* **ABOUT THIS TASK**:
Would you retype exactly the lines from the one containing "rough mask: <svg" through the last line of the records below, and nothing else?

▬▬▬

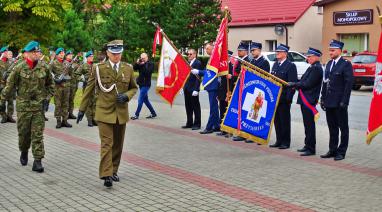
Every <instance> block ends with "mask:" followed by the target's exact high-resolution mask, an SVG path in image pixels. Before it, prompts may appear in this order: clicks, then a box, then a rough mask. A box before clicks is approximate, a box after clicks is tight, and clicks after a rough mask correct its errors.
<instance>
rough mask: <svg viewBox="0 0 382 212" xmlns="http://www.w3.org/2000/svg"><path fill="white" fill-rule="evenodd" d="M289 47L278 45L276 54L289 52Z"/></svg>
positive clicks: (286, 46)
mask: <svg viewBox="0 0 382 212" xmlns="http://www.w3.org/2000/svg"><path fill="white" fill-rule="evenodd" d="M289 49H290V48H289V46H287V45H285V44H280V45H278V46H277V47H276V52H289Z"/></svg>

▬▬▬

* **ANSWER FOR THIS EXERCISE**:
rough mask: <svg viewBox="0 0 382 212" xmlns="http://www.w3.org/2000/svg"><path fill="white" fill-rule="evenodd" d="M289 47L278 45L276 54L289 52Z"/></svg>
positive clicks: (286, 46)
mask: <svg viewBox="0 0 382 212" xmlns="http://www.w3.org/2000/svg"><path fill="white" fill-rule="evenodd" d="M289 49H290V48H289V46H287V45H285V44H280V45H278V46H277V47H276V52H289Z"/></svg>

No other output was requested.